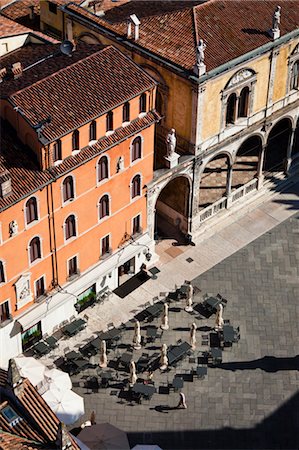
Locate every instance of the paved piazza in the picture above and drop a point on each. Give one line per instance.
(252, 400)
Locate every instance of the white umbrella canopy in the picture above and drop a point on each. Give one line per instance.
(30, 368)
(67, 405)
(104, 436)
(58, 379)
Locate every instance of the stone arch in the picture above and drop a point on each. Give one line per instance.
(277, 146)
(214, 180)
(245, 166)
(173, 208)
(89, 38)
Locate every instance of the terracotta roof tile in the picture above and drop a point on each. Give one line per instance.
(20, 8)
(11, 28)
(110, 78)
(230, 28)
(27, 178)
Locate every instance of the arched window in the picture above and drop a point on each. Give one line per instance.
(103, 168)
(93, 131)
(295, 76)
(57, 152)
(136, 186)
(126, 112)
(68, 188)
(34, 249)
(109, 121)
(2, 276)
(142, 103)
(136, 148)
(104, 207)
(31, 210)
(75, 140)
(231, 109)
(243, 102)
(70, 226)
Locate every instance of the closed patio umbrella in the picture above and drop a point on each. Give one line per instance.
(104, 436)
(67, 405)
(57, 378)
(30, 368)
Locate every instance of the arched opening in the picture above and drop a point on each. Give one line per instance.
(243, 102)
(231, 109)
(213, 181)
(277, 146)
(246, 164)
(172, 209)
(295, 149)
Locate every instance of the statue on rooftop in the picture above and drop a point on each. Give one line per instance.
(171, 142)
(276, 19)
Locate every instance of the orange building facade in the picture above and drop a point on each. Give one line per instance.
(78, 147)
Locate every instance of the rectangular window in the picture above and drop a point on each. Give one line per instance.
(137, 224)
(39, 287)
(31, 336)
(52, 8)
(73, 266)
(4, 311)
(105, 245)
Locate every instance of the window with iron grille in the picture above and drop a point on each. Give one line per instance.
(104, 207)
(31, 210)
(2, 276)
(137, 224)
(93, 131)
(73, 266)
(75, 140)
(70, 226)
(35, 249)
(109, 121)
(103, 168)
(68, 188)
(105, 245)
(142, 103)
(136, 148)
(57, 152)
(126, 112)
(4, 311)
(39, 287)
(136, 186)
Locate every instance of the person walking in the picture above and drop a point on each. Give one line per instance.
(182, 402)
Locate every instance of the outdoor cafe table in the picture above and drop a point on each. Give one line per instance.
(211, 303)
(74, 327)
(145, 389)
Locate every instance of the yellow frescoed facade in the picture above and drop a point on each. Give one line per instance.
(235, 114)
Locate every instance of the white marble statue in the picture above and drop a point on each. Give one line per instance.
(171, 142)
(200, 52)
(13, 228)
(276, 19)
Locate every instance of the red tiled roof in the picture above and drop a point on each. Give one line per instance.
(31, 53)
(27, 178)
(11, 28)
(110, 78)
(20, 8)
(169, 29)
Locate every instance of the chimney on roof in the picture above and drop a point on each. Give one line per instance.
(17, 70)
(63, 440)
(5, 184)
(133, 20)
(275, 30)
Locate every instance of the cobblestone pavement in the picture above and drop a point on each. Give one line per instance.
(251, 400)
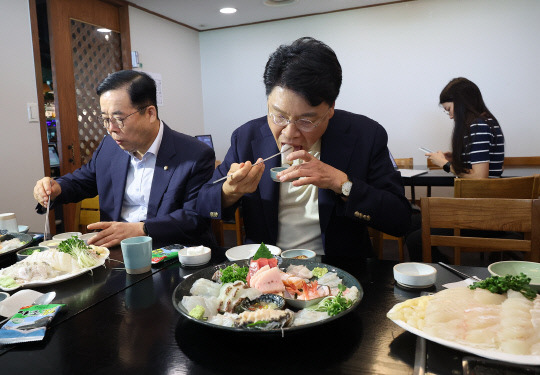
◇ ◇ ◇ ◇ ◇ ◇ ◇
In the copy, keep every line of the data above exactly and drop each picture.

▶ PROBLEM SOLUTION
Locate every instance of the paved piazza in the picture above and drop a point on each. Give one line per instance.
(252, 400)
Locate every instance of the white umbrella canopy in the picture above and drop a point on each. Give one line per instance.
(30, 368)
(67, 405)
(104, 436)
(58, 379)
Locate every instance of the stone arch in the picture above and drop a point on each. Give one line per instance.
(277, 146)
(214, 180)
(245, 166)
(173, 208)
(89, 38)
Locate every instance of the terracotta roof tile in the picture above and drop a point on each. Give one line per instance.
(20, 8)
(11, 28)
(110, 78)
(230, 28)
(27, 178)
Locate every instance of the arched window in the picture above and drop a point on each. Give one line per instance.
(103, 168)
(93, 131)
(295, 76)
(57, 152)
(136, 186)
(126, 112)
(68, 188)
(34, 249)
(109, 121)
(2, 276)
(142, 103)
(136, 148)
(104, 207)
(31, 210)
(75, 140)
(231, 109)
(243, 102)
(70, 226)
Locate every instance of the closed patio umbrella in the picture above and drop a point on each. Give one line per instance.
(104, 436)
(67, 405)
(57, 378)
(30, 368)
Locate every instance of the arched opening in the picture above and drop a point on each. Give one line per instance.
(243, 102)
(231, 109)
(213, 181)
(277, 146)
(246, 164)
(172, 209)
(295, 149)
Locate every instance of the statue on rooftop in the picture above and drop a point on each. Give one line per instance.
(171, 142)
(276, 19)
Locate every instance of the orange building facade in the picture above and drop a point on each. Give one line per instance.
(78, 147)
Locate every instance of the rectangular window in the picture above and drop a point on each. Give one line per instance.
(137, 224)
(39, 287)
(31, 336)
(52, 8)
(73, 266)
(4, 311)
(105, 245)
Locate every instance of the window with iron grille in the picture above and drop a point on each. Give one line per instance.
(104, 207)
(31, 210)
(2, 276)
(137, 224)
(93, 131)
(73, 266)
(75, 140)
(70, 226)
(35, 249)
(109, 121)
(103, 168)
(68, 188)
(105, 245)
(142, 103)
(136, 148)
(57, 152)
(126, 112)
(4, 311)
(39, 287)
(136, 186)
Locate every instance of the person walking in the picture above and drop a point on each. Give one line per instance.
(182, 402)
Locate every instance of the outdoor cafe table in the picture above and drop a point on each. Give one line per instance.
(211, 303)
(74, 327)
(145, 389)
Locate every instance of the yellow frescoed facade in the picture above and drop a point on each. Give one line per instance.
(235, 114)
Locate every instance of the white marble statue in the picture above and drop a point on each. Give one line per instance.
(171, 142)
(200, 52)
(13, 228)
(276, 19)
Locate every instance of the red tiled roof in the picture above and drop a point on each. Give one line per instance.
(31, 53)
(27, 178)
(11, 28)
(110, 78)
(20, 8)
(169, 29)
Locate every instance of the chimney on roof in the picture above and drop a point on each. Give one line per instance.
(17, 70)
(63, 440)
(5, 184)
(133, 20)
(275, 30)
Locate every instance of the cobblestone pavement in the picture above and drop a point on each. Give one line per instance.
(251, 400)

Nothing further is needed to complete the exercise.